--- Dataset records ---
━━━━━━

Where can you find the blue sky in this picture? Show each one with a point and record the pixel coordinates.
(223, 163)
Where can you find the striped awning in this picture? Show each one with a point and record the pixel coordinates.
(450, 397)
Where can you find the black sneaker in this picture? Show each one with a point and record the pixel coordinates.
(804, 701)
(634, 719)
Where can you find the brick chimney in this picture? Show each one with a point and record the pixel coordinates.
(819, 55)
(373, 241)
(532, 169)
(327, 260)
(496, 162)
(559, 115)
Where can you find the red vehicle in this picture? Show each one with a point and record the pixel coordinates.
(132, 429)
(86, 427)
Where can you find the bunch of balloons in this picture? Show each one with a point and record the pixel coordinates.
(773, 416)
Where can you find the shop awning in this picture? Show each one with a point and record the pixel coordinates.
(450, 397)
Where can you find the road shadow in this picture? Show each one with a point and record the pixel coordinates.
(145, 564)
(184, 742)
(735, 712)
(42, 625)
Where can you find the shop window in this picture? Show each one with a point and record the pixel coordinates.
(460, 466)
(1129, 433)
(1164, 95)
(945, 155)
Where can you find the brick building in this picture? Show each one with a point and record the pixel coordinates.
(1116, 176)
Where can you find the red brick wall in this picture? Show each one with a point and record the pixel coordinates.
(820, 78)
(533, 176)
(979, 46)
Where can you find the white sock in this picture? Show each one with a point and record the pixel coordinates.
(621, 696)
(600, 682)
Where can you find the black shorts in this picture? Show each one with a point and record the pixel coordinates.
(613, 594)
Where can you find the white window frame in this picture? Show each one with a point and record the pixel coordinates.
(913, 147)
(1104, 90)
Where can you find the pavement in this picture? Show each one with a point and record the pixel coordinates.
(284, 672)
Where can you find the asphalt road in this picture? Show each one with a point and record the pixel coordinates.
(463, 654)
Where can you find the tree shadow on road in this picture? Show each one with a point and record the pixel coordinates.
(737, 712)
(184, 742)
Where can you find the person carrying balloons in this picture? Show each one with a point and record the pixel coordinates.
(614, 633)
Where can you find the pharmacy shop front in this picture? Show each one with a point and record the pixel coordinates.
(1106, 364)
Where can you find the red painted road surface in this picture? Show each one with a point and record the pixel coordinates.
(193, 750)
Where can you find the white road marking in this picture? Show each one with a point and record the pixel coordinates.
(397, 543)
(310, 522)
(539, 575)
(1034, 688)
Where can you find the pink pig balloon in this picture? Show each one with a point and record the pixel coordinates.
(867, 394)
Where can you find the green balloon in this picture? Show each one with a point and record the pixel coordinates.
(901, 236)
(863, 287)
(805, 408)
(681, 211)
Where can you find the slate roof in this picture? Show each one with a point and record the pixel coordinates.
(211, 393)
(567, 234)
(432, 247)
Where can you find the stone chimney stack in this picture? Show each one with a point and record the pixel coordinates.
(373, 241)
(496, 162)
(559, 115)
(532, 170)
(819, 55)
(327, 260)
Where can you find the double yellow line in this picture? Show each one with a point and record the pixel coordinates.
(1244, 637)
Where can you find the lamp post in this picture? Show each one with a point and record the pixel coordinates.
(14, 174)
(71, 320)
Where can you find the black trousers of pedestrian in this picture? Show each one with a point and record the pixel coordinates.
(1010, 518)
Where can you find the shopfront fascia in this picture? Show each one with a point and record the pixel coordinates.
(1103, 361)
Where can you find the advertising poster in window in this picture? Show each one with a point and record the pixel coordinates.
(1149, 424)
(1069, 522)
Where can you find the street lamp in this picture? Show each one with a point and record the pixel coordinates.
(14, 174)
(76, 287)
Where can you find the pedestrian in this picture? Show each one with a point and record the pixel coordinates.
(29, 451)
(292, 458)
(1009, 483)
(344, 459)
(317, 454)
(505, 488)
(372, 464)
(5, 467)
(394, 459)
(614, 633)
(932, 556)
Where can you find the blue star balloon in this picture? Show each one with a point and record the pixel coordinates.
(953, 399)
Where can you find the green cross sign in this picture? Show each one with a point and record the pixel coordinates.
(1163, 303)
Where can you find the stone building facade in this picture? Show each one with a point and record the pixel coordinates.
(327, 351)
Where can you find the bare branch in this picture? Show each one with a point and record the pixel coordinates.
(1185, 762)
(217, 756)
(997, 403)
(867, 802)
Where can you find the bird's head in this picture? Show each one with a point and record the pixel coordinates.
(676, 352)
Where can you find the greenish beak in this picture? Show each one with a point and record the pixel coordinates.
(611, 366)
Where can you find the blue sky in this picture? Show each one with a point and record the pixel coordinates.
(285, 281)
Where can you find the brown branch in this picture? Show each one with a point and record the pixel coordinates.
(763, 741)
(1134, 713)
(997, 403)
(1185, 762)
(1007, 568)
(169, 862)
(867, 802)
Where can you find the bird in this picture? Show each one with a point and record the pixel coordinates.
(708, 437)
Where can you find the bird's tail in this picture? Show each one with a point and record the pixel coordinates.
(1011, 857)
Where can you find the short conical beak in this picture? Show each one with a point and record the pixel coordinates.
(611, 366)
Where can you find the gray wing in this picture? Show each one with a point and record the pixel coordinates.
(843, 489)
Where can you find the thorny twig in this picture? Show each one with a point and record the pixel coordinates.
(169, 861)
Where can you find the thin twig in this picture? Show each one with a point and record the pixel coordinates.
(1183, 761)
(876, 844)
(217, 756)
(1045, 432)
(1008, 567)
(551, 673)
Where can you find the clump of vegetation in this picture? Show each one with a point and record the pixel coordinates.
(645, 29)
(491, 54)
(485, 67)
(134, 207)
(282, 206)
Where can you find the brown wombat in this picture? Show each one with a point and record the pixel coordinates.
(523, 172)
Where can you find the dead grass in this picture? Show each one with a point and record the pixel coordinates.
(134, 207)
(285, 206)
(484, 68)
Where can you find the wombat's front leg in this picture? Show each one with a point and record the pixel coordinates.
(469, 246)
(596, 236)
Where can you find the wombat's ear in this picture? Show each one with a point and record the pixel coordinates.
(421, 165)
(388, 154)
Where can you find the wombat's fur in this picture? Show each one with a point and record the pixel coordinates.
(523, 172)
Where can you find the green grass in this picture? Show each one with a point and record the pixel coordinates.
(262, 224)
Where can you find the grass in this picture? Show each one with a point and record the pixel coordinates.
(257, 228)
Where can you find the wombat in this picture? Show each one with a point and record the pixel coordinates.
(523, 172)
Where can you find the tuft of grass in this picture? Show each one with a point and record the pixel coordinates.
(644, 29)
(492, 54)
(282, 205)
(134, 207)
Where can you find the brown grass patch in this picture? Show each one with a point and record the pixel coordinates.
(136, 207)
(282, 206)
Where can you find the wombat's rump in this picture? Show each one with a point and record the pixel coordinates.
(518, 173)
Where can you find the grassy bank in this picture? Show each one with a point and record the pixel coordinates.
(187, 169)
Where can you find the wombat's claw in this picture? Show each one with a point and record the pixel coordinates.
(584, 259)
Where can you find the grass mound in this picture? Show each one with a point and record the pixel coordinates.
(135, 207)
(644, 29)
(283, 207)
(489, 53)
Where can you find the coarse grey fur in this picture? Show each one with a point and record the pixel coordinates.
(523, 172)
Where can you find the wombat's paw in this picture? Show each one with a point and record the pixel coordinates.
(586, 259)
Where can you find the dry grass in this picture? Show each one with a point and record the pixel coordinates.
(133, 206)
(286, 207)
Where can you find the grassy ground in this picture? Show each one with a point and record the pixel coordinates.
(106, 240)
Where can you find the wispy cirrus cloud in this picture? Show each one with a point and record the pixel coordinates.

━━━━━━

--- Assignment ---
What is needed is a word-for-word copy of all the material.

--- Response area ---
Where can you find the blue sky in this picture? Show each one with a point and record the pixel coordinates.
(223, 163)
Where can you find the striped awning in this picture? Show each one with a point and record the pixel coordinates.
(450, 397)
Where can you find the black sneaker in this picture? Show each one with a point and record the pixel coordinates.
(804, 701)
(634, 719)
Where can you find the brick chimney in this picture? Show each one with a point and record the pixel coordinates.
(819, 55)
(373, 241)
(532, 169)
(327, 260)
(496, 162)
(559, 115)
Where can you find the red vehicle in this picture? Show each one with a point and record the pixel coordinates.
(132, 429)
(86, 427)
Where can you find the bunch of balloons in this picture? Show each one with a point and record the pixel coordinates.
(773, 416)
Where can you find the shop awning in this picture? Show each one with a point and record the pixel coordinates.
(450, 397)
Where can you find the road shadow in this picture? Show each one with a point and record the pixel coordinates.
(145, 564)
(184, 742)
(735, 712)
(42, 625)
Where can you find the shop window in this picture? Show each one with a point and record the pixel coordinates.
(460, 466)
(1129, 433)
(1164, 95)
(945, 155)
Where can you find the brick building in this picture? Show each one with a point and record the pixel coordinates.
(1116, 176)
Where can you find the red brick wall in this picture? Show each one with a point and record the pixel coordinates.
(820, 78)
(533, 176)
(979, 46)
Where can you find the white sock in this picture? Show each one with a point and record the pixel coordinates.
(621, 696)
(600, 682)
Where can you find the black shorts in this picture? Show each one with a point and record the pixel coordinates.
(613, 594)
Where can you find the white window frame in this picture? Show each one with a point and record the pixel coordinates.
(913, 147)
(1104, 90)
Where can you find the pavement in this picture? Show each one with a point and record the pixel coordinates.
(284, 672)
Where can you find the asphalt road in this picture? Show each one with a point and record the pixel coordinates.
(463, 654)
Where can you find the tree shadow on road in this picture? Show each one with a point and record the pixel coordinates.
(737, 712)
(184, 742)
Where can you find the person carrying balloons in this picture? Show each one with a point and record the pixel coordinates.
(614, 633)
Where can you find the pharmacy shop front in this picture? Show each one with a point and record the pixel coordinates.
(1106, 364)
Where can you find the red painted road surface in this picture? Show each one with a point and record the pixel coordinates.
(193, 750)
Where can you find the white road marking in this picture? Show each one with a point and record the pixel coordinates.
(397, 543)
(310, 522)
(539, 575)
(1034, 688)
Where can you find the pink pig balloon in this picture? Show each one with a point and record the pixel coordinates.
(867, 394)
Where can you find the green balloon in this picture? Show each one with a point and record the pixel coordinates.
(901, 236)
(863, 287)
(805, 408)
(681, 211)
Where can you find the slate roof in this picture? Show each one with a point and record the pixel coordinates.
(211, 393)
(567, 234)
(432, 247)
Where can you find the stone chimney stack in this picture? Show each one with a point and record the pixel coordinates.
(373, 241)
(496, 162)
(559, 115)
(532, 170)
(819, 55)
(327, 260)
Where can you find the double yellow line in this picture? Show each one with a point and record the pixel coordinates.
(1244, 637)
Where can you find the lamp post in this picture? Show each one with a point and record the pixel coordinates.
(14, 174)
(71, 320)
Where can you find the black trousers of pedestrian in this picture? Show each one with a point and record the pixel coordinates.
(1010, 518)
Where can you find the shopfront fascia in this picture? Show each one with a point and record the pixel coordinates.
(1103, 361)
Where can you find the advertising poster in window in this picture? Show each one with a point and record the pixel coordinates.
(1149, 424)
(1069, 522)
Where can you find the street lamp in this picture? Show each one with a point and record the pixel coordinates.
(14, 174)
(76, 287)
Where can you find the pedestrian in this picture? Show each one with a point and record the pixel coordinates.
(29, 451)
(292, 458)
(1009, 483)
(344, 459)
(317, 454)
(505, 488)
(372, 464)
(5, 467)
(394, 459)
(614, 633)
(932, 556)
Where can you find the blue star balloon in this picture? Show each one with a point and record the pixel coordinates.
(953, 399)
Where can you find the green cross sign in this picture? Show each one with a point and record the pixel coordinates.
(1163, 303)
Where can you find the stone building facade in this picture? Show each one with a point and record the pixel coordinates.
(327, 351)
Where can you find the bare branch in this picture? Show each one with a point and record the pixel coordinates.
(1185, 762)
(217, 756)
(997, 403)
(867, 802)
Where can you find the bird's head in this picture? Show each one with a point and record the pixel coordinates.
(676, 352)
Where can you find the greenish beak in this picture? Show each one with a point and record the pixel coordinates.
(611, 366)
Where can you find the blue sky in this picture? Show each one with a point and record the pixel coordinates.
(285, 281)
Where can you find the brown branch in this picture? Show each one with a point and record the pixel coordinates.
(763, 741)
(1134, 713)
(997, 403)
(1185, 762)
(1007, 568)
(169, 862)
(867, 802)
Where can you find the bird in this picture? Show each one with a point and record the pixel coordinates.
(708, 437)
Where can you find the bird's tail in this picture? Show each one with a point and record the pixel coordinates.
(1011, 857)
Where can you find the short conical beak in this picture? Show each one with a point and record the pixel coordinates.
(611, 366)
Where can you find the gray wing in this picture? Show each one with a point and record the pixel coordinates.
(843, 489)
Where can you find the thorny twig in this picture? Show each one with a point and record the pixel coordinates.
(169, 861)
Where can you find the thin twig in this picture? Show each one with a point and record the pixel coordinates.
(1183, 761)
(876, 844)
(217, 756)
(1045, 432)
(1008, 567)
(551, 673)
Where can you find the clump of vegetation in this picture? Show each one with a point and record the pixel coordinates.
(645, 29)
(491, 54)
(485, 67)
(134, 207)
(282, 206)
Where can you find the brown wombat in this picture? Show each one with a point and record the pixel coordinates.
(523, 172)
Where can you find the dead grass in this picture? Show each one with a point and record the pixel coordinates.
(134, 207)
(285, 206)
(484, 68)
Where can you find the wombat's front leg in this picture? Show each one with a point and record the pixel coordinates.
(469, 246)
(596, 236)
Where can you find the wombat's ear in this picture? Show each one with a point and record the pixel coordinates.
(421, 165)
(388, 154)
Where can you find the wombat's fur in this picture? Show each one with a point and record the pixel coordinates.
(523, 172)
Where can you find the green grass in this picture? Show each one with a point and record the pixel coordinates.
(262, 224)
Where can you find the grass in this picture? Show each one with a point and record the pixel coordinates.
(257, 228)
Where can you find the wombat in this picture? Show each one with a point and record the pixel coordinates.
(523, 172)
Where can you find the tuft of grass in this picture? Show each one with a point and record the pixel coordinates.
(644, 29)
(492, 54)
(282, 205)
(134, 207)
Where can you find the brown grass patch in this picture? Show each one with a point and record the pixel coordinates.
(136, 207)
(282, 206)
Where can you find the wombat's rump in this picture? Show each one with a point and record the pixel coordinates.
(518, 173)
Where can you find the grassy bank in this picture? Show each one with a point and record the pixel coordinates.
(187, 169)
Where can you find the wombat's claw in this picture? Show each one with a point and record the pixel coordinates.
(584, 259)
Where can you find the grass mound in this picture? Show each one with a point and record the pixel coordinates.
(135, 207)
(644, 29)
(283, 207)
(489, 53)
Where can you find the coarse grey fur in this picture? Show each one with a point and record the pixel coordinates.
(523, 172)
Where can you find the wombat's paw in this picture? Show each one with a point and record the pixel coordinates.
(586, 259)
Where can you find the dry grass in this picture? Show each one with a point and record the pixel coordinates.
(133, 206)
(286, 207)
Where can you find the grassy ground in this picture? Show each one with a point and record the pixel coordinates.
(106, 240)
Where can you find the wispy cirrus cloud in this picture? Show each one with a point and record the pixel coordinates.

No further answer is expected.